Print the records below exactly as they appear.
** begin GIVEN RECORDS **
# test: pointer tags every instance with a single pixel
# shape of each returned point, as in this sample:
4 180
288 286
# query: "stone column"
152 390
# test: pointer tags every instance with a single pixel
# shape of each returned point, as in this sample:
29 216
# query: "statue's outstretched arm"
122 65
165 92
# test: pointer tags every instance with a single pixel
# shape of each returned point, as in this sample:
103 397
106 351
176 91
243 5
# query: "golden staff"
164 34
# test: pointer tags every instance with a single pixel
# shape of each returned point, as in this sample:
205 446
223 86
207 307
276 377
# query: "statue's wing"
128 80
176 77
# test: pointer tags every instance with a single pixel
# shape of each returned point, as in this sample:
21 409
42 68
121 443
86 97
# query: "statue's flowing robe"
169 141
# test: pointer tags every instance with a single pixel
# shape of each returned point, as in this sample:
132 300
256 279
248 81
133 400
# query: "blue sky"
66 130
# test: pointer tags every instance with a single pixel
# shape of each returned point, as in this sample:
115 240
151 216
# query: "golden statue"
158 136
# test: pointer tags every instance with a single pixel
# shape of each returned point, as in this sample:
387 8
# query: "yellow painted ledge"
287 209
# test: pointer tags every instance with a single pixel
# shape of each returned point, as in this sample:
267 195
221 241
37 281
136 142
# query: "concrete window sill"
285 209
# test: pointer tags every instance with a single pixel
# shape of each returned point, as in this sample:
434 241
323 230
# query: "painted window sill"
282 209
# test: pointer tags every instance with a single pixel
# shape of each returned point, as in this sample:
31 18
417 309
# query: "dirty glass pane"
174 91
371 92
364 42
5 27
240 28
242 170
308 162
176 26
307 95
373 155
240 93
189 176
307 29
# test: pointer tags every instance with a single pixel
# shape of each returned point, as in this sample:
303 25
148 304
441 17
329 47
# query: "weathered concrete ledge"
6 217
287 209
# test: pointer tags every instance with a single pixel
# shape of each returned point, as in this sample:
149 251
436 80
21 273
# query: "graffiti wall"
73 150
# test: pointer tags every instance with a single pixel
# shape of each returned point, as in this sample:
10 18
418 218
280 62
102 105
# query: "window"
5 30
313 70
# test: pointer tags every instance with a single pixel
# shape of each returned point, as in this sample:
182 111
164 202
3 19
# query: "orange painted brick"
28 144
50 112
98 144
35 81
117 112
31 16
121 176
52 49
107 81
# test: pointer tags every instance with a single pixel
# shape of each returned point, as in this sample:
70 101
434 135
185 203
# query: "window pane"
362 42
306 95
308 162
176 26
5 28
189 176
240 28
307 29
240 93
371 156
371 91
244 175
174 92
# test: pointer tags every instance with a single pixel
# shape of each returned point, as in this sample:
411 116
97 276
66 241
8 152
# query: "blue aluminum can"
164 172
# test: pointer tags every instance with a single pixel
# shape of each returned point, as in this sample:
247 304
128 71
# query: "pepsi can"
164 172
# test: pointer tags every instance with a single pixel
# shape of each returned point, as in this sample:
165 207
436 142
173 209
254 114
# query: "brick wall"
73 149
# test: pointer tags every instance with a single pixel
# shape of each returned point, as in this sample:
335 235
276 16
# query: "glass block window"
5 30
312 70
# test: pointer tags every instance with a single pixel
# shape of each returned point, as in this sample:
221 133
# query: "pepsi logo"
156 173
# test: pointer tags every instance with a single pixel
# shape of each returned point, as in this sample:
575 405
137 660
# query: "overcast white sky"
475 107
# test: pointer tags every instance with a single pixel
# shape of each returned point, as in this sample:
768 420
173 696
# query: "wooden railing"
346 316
** end GIVEN RECORDS **
SOLVED PROBLEM:
# test: pointer tags every instance with a single pixel
# shape of each returned point, as in this sample:
4 180
288 286
# query: "stone column"
152 390
# test: pointer tags every instance with a single pixel
# shape of each returned point, as in this sample:
29 216
# query: "statue's outstretched arm"
122 65
165 92
# test: pointer tags every instance with a single pixel
# shape of each returned point, as in this sample:
103 397
106 351
176 91
243 5
# query: "golden staff"
164 34
# test: pointer tags every instance with a single pixel
# shape of each returned point, as in this sample:
205 446
223 86
207 307
276 377
# query: "statue's wing"
128 80
176 77
# test: pointer tags every instance with a single pixel
# shape of each returned point, as in this sample:
21 409
42 68
121 443
86 97
# query: "statue's flowing robe"
169 141
# test: pointer tags every instance with a single pixel
# shape of each returned point, as in this sample:
132 300
256 279
248 81
133 400
# query: "blue sky"
66 130
# test: pointer tags every instance with a single pixel
# shape of each returned point, as in this sample:
115 240
151 216
# query: "golden statue"
158 136
# test: pointer tags every instance with a single pixel
# shape of each returned point, as in this sample:
387 8
# query: "yellow painted ledge"
287 209
# test: pointer tags every instance with a single pixel
# shape of each returned point, as in this sample:
267 195
221 241
37 281
136 142
# query: "concrete window sill"
285 209
# test: pointer tags every instance with a single pixel
# shape of each returned point, as in this sample:
434 241
323 230
# query: "painted window sill"
282 209
# test: pointer tags every instance with a single pixel
# shape of each returned point, as in this sample:
31 18
417 309
# query: "dirty glass pane"
174 91
371 92
364 42
5 27
240 28
242 170
308 162
176 26
307 95
373 155
240 93
189 176
307 29
# test: pointer tags every instance with a single pixel
# shape of each returned point, as in this sample:
303 25
148 304
441 17
329 47
# query: "weathered concrete ledge"
6 217
287 209
# test: pointer tags every instance with a single pixel
# shape of each returned point, as in this sample:
149 251
436 80
21 273
# query: "graffiti wall"
73 150
# test: pointer tags every instance with a single pixel
# shape of each returned point, as in this sample:
10 18
418 218
280 62
102 105
# query: "window"
5 30
313 70
# test: pointer tags every instance with a single pixel
# shape of each returned point, as in this sample:
182 111
164 202
3 19
# query: "orange painted brick"
28 144
50 112
98 144
35 81
117 112
31 16
121 176
52 49
107 81
# test: pointer tags every instance with a single pixel
# shape of each returned point, as in this sample:
70 101
434 135
185 203
# query: "window pane"
362 42
306 95
308 162
176 26
5 28
189 176
240 28
307 29
240 93
371 156
371 91
244 175
174 92
# test: pointer tags every instance with a single pixel
# shape of each returned point, as in this sample:
411 116
97 276
66 241
8 152
# query: "blue aluminum can"
164 172
# test: pointer tags every instance with a single pixel
# shape of each returned point, as in this sample:
247 304
128 71
# query: "pepsi can"
164 172
# test: pointer tags every instance with a single pixel
# shape of each returned point, as in this sample:
165 207
436 142
173 209
254 114
# query: "brick wall"
73 149
# test: pointer tags every instance with a single pixel
# shape of each returned point, as in this sample:
335 235
276 16
# query: "glass block window"
5 30
312 70
# test: pointer tags every instance with a single pixel
# shape of each returned point, as in this sample:
221 133
# query: "pepsi logo"
156 173
# test: pointer tags every instance with a single pixel
# shape of each returned point, as in this sample:
575 405
137 660
# query: "overcast white sky"
475 107
# test: pointer tags every instance with a single pixel
# shape of each returned point, as in this sample:
768 420
173 696
# query: "wooden railing"
346 316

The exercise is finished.